- ACTIVITY -
In the abstract on LLM-generated explanations and Ultra Strong Machine Learning, what does the name LENS stand for?

- EXCERPT TO READ -
========================================================================
LLM-Generated Explanations Do Not Suffice for Ultra-Strong Machine Learning
Lun Ai, Johannes Langer, Ute Schmid, Stephen Muggleton
TL;DR
This work investigates whether explanations produced by large language models can realize Ultra Strong Machine Learning (USML) by enhancing human learning. It introduces LENS, a neuro-symbolic framework that learns Prolog programs via Inductive Logic Programming and explains them through in-context LLM generation, with LLMs acting as judges against expert references. In a human study on teaching active learning for fault diagnosis, concise expert explanations benefited high-ability learners, whereas LENS-generated explanations offered no advantage over self-learning, despite higher perceived quality. The findings highlight a gap between LLM-generated explanations and human cognitive constraints, suggesting that USML requires human-grounded explanation strategies and evaluation methods, and pointing to future work in advanced program synthesis and cognitive-adaptation approaches.
Abstract
Ultra Strong Machine Learning (USML) refers to symbolic learning systems that not only improve their own performance but can also teach their acquired knowledge to quantifiably improve human performance. We introduce LENS (Logic Programming Explanation via Neural Summarisation), a neuro-symbolic framework that combines symbolic program synthesis with large language models (LLMs). This framework automatically generates natural language explanations of learned logic programs, replacing hand-crafted templates used in prior USML work. Using LLMs-as-judges evaluation and expert validation, we show that LENS produces higher-quality explanations than both direct LLM prompting and hand-crafted templates. We then examine whether LENS explanations suffice for achieving USML in a human trial teaching active learning strategies across three related domains. Our exploratory analysis suggests that concise, expert-written explanations may benefit learners with higher initial performance, while LLM-generated explanations provide no advantage over human self learning despite being rated as higher quality. This case study reveals that achieving USML requires methods grounded in human learning, where current LLM-generated explanations do not capture human cognitive constraints and LLMs-as-judges evaluations do not reflect what effectively supports human learning.
========================================================================
Stored items from a collection

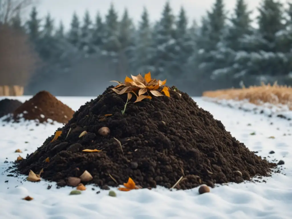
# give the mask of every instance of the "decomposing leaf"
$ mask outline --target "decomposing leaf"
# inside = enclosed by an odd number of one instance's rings
[[[134,92],[134,93],[135,93],[135,92]],[[132,96],[133,95],[132,95],[131,93],[128,93],[128,100],[129,100],[131,99],[131,98],[132,98]]]
[[[139,96],[140,95],[142,95],[142,94],[144,94],[144,93],[147,92],[147,89],[146,88],[141,88],[140,90],[139,90],[139,92],[138,93],[138,95]]]
[[[144,78],[145,79],[147,83],[148,83],[150,82],[150,81],[151,81],[151,74],[150,73],[150,72],[147,74],[145,74],[145,75],[144,76]]]
[[[169,94],[169,91],[168,90],[168,88],[167,87],[164,87],[163,88],[163,89],[162,89],[161,92],[164,93],[165,95],[167,97],[170,97],[170,95]]]
[[[102,150],[98,150],[97,149],[95,149],[94,150],[91,150],[90,149],[85,149],[84,150],[82,150],[82,151],[84,151],[84,152],[100,152]]]
[[[162,93],[157,91],[150,91],[150,93],[152,94],[153,96],[155,96],[155,97],[159,97],[160,96],[163,95]]]
[[[128,182],[127,183],[124,183],[124,185],[125,188],[119,188],[118,189],[120,191],[127,191],[132,189],[138,189],[139,188],[139,187],[136,185],[135,182],[131,177],[129,177]]]
[[[23,158],[20,155],[19,155],[17,157],[17,158],[16,158],[16,161],[20,161],[21,160],[22,160],[23,159]]]
[[[76,187],[76,189],[77,190],[81,190],[81,191],[84,191],[84,190],[86,190],[86,187],[84,186],[84,185],[82,183],[79,183],[77,187]]]
[[[79,178],[83,182],[89,182],[92,180],[93,177],[86,170]]]
[[[26,201],[31,201],[33,199],[33,198],[32,198],[30,196],[27,196],[26,197],[22,199],[23,200],[25,200]]]
[[[137,102],[139,102],[140,101],[142,101],[142,100],[145,99],[145,98],[147,98],[148,99],[152,99],[152,98],[150,96],[146,96],[145,95],[140,95],[138,96],[137,98],[137,100],[136,101],[134,102],[134,103]]]
[[[58,137],[59,136],[61,135],[61,134],[62,133],[62,131],[57,131],[56,132],[56,133],[55,133],[55,136],[54,136],[54,138],[52,139],[52,140],[51,141],[51,142],[52,142],[55,140],[57,140]]]
[[[82,136],[84,136],[87,134],[87,132],[86,131],[83,131],[81,132],[81,133],[79,135],[79,136],[78,136],[78,138],[81,138]]]
[[[39,182],[41,181],[41,178],[39,175],[37,175],[31,170],[26,180],[31,182]]]

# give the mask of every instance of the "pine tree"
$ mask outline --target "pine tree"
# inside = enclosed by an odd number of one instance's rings
[[[79,19],[76,12],[73,14],[71,28],[68,34],[68,41],[77,48],[79,47],[80,43],[80,28]]]
[[[178,73],[171,70],[176,53],[175,21],[169,2],[167,1],[153,36],[154,48],[156,48],[153,57],[155,68],[153,74],[157,78],[170,78]]]
[[[92,46],[92,24],[89,12],[86,10],[81,27],[79,48],[87,53],[93,52]]]
[[[116,55],[119,51],[121,45],[119,39],[118,15],[112,4],[106,16],[105,25],[103,49],[108,54]]]
[[[36,8],[34,7],[30,13],[29,20],[26,22],[28,32],[33,42],[36,42],[39,38],[40,22],[41,20],[37,18]]]
[[[151,65],[153,54],[151,28],[149,23],[148,12],[145,7],[139,24],[135,41],[135,55],[130,60],[134,71],[141,74],[153,69]]]
[[[93,45],[100,48],[103,45],[105,34],[105,24],[99,12],[97,13],[95,19],[92,33],[92,41]]]

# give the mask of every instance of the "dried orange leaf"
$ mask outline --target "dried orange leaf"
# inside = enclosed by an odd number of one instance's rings
[[[31,182],[39,182],[41,181],[41,178],[31,170],[26,180]]]
[[[137,100],[136,101],[134,102],[134,103],[137,102],[140,102],[142,100],[145,99],[145,98],[147,98],[148,99],[151,99],[152,98],[150,96],[146,96],[145,95],[140,95],[137,98]]]
[[[132,96],[133,95],[132,95],[131,93],[128,93],[128,100],[130,100],[131,99],[131,98],[132,98]]]
[[[16,158],[16,161],[20,161],[21,160],[22,160],[23,159],[23,158],[20,155],[19,155],[17,157],[17,158]]]
[[[133,79],[131,78],[130,78],[127,76],[126,77],[126,78],[125,79],[125,83],[128,83],[130,82],[132,82],[133,81]]]
[[[128,192],[128,191],[129,191],[131,190],[129,189],[127,189],[126,188],[118,188],[118,190],[119,190],[120,191],[124,191],[124,192]]]
[[[170,97],[170,95],[169,94],[169,91],[168,90],[168,88],[167,87],[164,87],[163,88],[163,89],[162,89],[161,92],[164,93],[165,95],[167,97]]]
[[[84,136],[86,134],[87,134],[87,132],[86,131],[83,131],[79,135],[79,136],[78,137],[79,138],[81,138],[82,136]]]
[[[61,134],[62,133],[62,131],[57,131],[56,132],[56,133],[55,133],[55,136],[54,136],[54,138],[52,139],[52,140],[51,141],[51,142],[53,142],[54,141],[57,140],[58,137],[59,136],[61,135]]]
[[[151,81],[151,74],[150,74],[150,72],[149,72],[147,74],[145,74],[145,75],[144,76],[144,78],[145,79],[145,80],[146,80],[146,82],[147,83],[149,83]]]
[[[110,81],[110,82],[115,82],[116,83],[117,83],[119,84],[119,85],[120,85],[121,84],[120,82],[118,81]]]
[[[141,88],[139,90],[139,92],[138,93],[138,95],[139,96],[140,96],[140,95],[144,94],[144,93],[147,92],[147,88]]]
[[[97,149],[95,149],[93,150],[91,150],[90,149],[85,149],[84,150],[82,150],[82,151],[84,151],[84,152],[100,152],[102,150],[98,150]]]
[[[128,181],[127,183],[124,183],[124,186],[129,189],[134,189],[135,188],[135,186],[136,184],[131,177],[129,177]]]
[[[26,201],[31,201],[33,199],[33,198],[32,198],[30,196],[28,196],[22,199],[23,200],[25,200]]]
[[[159,97],[160,96],[163,95],[162,94],[157,91],[150,91],[150,93],[152,93],[153,96],[155,96],[155,97]]]
[[[165,84],[165,83],[166,83],[166,79],[164,81],[163,81],[159,80],[159,81],[158,81],[158,82],[159,83],[159,86],[162,86],[162,85],[164,85],[164,84]]]
[[[81,191],[84,191],[86,190],[86,187],[84,186],[82,183],[79,183],[79,184],[76,187],[76,189],[77,190],[81,190]]]

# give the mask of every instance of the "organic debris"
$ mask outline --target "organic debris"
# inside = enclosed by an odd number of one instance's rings
[[[13,116],[5,119],[18,122],[23,118],[26,120],[37,120],[40,123],[48,122],[48,119],[62,123],[67,123],[74,112],[47,91],[39,92],[26,101],[13,112]]]
[[[16,100],[6,98],[1,100],[0,100],[0,118],[9,113],[12,113],[22,105],[22,102]]]
[[[130,176],[138,188],[159,185],[170,189],[178,182],[175,188],[179,190],[268,176],[277,166],[250,151],[220,121],[177,88],[169,89],[169,97],[163,95],[128,102],[123,114],[128,94],[118,94],[113,87],[81,106],[58,129],[63,134],[57,139],[51,142],[54,135],[49,137],[35,153],[18,163],[20,173],[43,168],[42,178],[63,180],[60,186],[69,185],[67,180],[74,177],[85,186],[118,187]],[[154,90],[161,93],[163,89],[163,86]],[[112,115],[105,116],[110,113]],[[110,133],[101,135],[98,131],[103,127]],[[86,134],[79,138],[84,131]],[[85,150],[102,150],[82,151]],[[43,162],[47,157],[49,163]]]

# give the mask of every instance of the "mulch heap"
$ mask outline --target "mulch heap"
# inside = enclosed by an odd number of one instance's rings
[[[6,98],[0,100],[0,118],[12,113],[22,104],[22,102],[17,100]]]
[[[117,186],[131,177],[142,187],[169,188],[182,177],[175,187],[182,189],[270,176],[275,164],[250,151],[187,94],[165,81],[151,82],[150,73],[139,75],[81,106],[18,163],[18,171],[27,175],[43,168],[41,177],[60,186],[85,171],[93,179],[83,182],[100,186]]]
[[[11,118],[17,122],[23,118],[26,120],[38,120],[40,123],[47,122],[50,119],[62,123],[67,123],[74,112],[48,92],[37,93],[15,110]]]

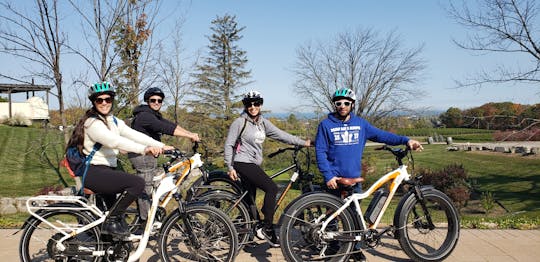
========================================================================
- WRITTEN ANSWER -
Logic Programming Explanation via Neural Summarisation